Beginning at the line that contains "Note: indicate every instance of the dark wavy", transcribe the remaining lines of the listing exactly; include the final line and omit everything before.
--- start of TASK INPUTS ---
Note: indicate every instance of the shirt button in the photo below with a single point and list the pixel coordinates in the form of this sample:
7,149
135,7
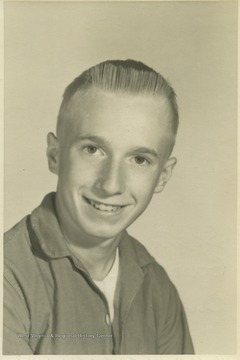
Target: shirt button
108,319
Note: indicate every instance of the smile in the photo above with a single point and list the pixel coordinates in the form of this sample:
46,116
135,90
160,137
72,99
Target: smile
103,207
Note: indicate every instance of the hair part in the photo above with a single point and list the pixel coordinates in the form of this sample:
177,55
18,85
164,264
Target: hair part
119,76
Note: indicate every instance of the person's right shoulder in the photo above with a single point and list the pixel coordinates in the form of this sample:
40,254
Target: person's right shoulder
16,239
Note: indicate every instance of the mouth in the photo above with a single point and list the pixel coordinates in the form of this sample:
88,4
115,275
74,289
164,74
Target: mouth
104,207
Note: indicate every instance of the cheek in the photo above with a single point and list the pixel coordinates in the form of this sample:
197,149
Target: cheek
143,186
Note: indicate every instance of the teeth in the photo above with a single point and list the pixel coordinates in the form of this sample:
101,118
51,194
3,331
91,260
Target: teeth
104,207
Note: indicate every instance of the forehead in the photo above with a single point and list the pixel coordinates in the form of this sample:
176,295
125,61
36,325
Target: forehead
123,109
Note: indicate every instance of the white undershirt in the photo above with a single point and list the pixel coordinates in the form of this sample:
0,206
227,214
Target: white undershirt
108,285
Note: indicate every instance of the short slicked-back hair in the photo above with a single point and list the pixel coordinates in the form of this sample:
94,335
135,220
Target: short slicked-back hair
120,76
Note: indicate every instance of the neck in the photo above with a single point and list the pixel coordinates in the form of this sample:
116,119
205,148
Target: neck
96,254
98,260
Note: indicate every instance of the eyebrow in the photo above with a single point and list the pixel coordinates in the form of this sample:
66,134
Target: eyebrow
99,139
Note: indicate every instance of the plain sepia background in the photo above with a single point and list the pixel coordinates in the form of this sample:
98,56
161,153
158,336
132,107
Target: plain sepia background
190,228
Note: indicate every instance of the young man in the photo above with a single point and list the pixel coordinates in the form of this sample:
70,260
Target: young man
75,281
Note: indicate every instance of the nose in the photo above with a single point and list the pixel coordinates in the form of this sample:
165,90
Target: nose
111,178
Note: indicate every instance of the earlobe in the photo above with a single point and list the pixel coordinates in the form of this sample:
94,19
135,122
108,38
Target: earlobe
165,174
53,153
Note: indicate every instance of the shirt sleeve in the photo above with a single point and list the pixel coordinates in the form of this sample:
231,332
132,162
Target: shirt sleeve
16,321
175,337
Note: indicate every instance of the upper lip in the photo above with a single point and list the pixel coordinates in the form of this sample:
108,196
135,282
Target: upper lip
101,202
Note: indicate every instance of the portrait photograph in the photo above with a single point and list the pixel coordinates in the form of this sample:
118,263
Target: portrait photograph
120,179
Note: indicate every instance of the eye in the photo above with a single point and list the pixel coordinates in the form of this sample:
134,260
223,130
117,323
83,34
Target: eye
141,160
91,150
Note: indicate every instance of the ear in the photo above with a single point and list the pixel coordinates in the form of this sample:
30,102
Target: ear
165,174
53,153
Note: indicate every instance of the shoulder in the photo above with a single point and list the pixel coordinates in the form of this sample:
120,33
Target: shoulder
15,237
148,263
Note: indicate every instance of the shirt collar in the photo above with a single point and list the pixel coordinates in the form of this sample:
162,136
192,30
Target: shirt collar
50,239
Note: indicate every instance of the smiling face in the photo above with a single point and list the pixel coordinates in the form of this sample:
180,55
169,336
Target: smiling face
113,157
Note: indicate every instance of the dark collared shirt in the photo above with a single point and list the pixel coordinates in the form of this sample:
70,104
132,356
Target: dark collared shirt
52,306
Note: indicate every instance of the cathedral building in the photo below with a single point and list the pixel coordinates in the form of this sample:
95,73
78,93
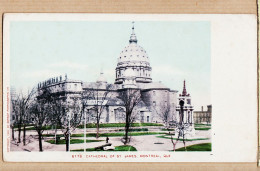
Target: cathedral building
133,71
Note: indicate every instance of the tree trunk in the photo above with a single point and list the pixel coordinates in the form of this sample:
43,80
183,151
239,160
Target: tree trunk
40,141
24,135
97,136
67,142
19,134
127,124
12,132
55,134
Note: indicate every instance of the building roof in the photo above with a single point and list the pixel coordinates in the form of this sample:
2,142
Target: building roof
133,52
153,85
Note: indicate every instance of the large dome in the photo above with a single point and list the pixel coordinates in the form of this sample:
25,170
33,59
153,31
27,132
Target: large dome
135,57
133,52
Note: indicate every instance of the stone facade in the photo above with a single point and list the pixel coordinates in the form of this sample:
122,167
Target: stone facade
133,71
203,116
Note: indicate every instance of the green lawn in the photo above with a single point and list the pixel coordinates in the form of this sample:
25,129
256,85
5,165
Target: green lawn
116,134
197,147
117,148
202,129
107,125
196,139
72,141
202,125
169,129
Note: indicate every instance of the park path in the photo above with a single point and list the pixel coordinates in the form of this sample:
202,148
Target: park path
141,143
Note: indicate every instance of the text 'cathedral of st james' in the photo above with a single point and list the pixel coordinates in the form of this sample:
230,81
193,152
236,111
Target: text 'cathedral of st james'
133,71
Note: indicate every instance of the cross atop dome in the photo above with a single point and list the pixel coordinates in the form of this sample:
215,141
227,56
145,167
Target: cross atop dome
133,38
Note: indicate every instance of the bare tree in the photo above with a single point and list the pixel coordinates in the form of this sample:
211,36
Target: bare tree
40,113
131,98
164,113
181,128
208,118
21,109
100,95
70,117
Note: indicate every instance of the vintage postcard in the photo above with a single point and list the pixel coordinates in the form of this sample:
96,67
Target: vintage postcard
129,88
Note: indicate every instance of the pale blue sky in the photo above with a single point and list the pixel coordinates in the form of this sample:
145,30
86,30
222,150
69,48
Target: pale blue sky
177,51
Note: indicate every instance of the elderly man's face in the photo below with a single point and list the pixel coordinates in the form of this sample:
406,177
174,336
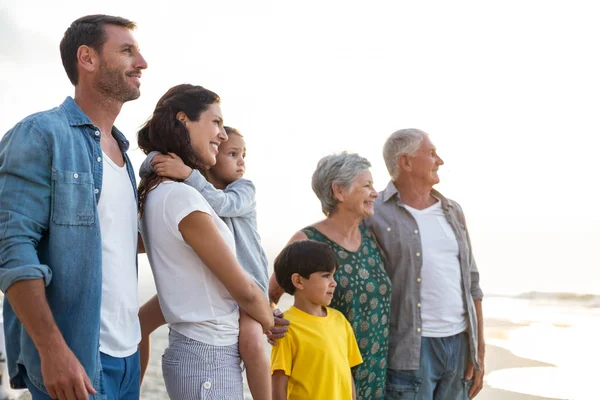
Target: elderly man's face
425,163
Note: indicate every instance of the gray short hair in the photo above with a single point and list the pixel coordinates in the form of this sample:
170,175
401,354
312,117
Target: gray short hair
404,141
341,169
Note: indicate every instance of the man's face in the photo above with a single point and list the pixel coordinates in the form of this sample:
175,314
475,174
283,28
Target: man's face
425,163
121,65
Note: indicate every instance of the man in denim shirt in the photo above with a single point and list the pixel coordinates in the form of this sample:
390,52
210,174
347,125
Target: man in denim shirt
436,344
68,232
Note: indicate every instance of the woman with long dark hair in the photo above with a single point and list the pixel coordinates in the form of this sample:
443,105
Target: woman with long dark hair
192,254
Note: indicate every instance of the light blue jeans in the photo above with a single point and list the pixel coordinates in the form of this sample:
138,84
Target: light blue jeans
440,375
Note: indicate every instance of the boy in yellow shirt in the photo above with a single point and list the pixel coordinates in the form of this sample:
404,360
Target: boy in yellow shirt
313,360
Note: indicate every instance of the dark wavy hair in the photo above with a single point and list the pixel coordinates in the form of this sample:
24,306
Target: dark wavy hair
164,133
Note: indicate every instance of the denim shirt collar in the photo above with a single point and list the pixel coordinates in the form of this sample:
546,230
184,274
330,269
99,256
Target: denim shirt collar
77,117
391,190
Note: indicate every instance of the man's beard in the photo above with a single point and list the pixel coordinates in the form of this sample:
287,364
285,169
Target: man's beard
113,84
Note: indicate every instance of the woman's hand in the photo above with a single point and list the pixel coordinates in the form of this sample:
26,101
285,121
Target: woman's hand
170,166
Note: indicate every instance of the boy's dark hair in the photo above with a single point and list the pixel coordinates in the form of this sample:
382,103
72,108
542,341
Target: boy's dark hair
304,258
232,131
87,31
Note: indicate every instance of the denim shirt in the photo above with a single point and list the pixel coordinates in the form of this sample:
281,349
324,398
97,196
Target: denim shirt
--- end of TASK INPUTS ---
SOLUTION FOR THIS TASK ->
Note: indicate every instance of the dark wavy hair in the photo above with a single point and list the pixel coordinates in the form of this sample:
24,306
Target: dark wavy hair
164,133
Note: indicate every instance of the denim shirt collar in the photo above with a single point and list the pixel coordinates in the form of this sample:
546,230
184,274
330,269
99,256
Target: denim shirt collar
77,117
391,190
Note: indicate every instance of the man's beard in the photo above with a single point and list the pixel coordinates in the form of this sample:
287,364
285,169
Target: man's beard
113,84
Note: indicate every instance of the woman's hand in the photo above with a single point and list the pixel coordinates in the form of this sample:
26,101
285,121
Target: woman's hand
170,166
Note: indicate every instance of the boy's dark hair in the photo above with a single point and list the pixel coordinates in the form of this sample:
382,103
72,108
542,341
Target: boy's dark hair
304,258
232,131
87,31
Note: indicate every instance of the denim shirt in the photo above with a single point and list the pixel coordinates in the form of this sample:
281,349
324,398
97,196
Target: denim shirt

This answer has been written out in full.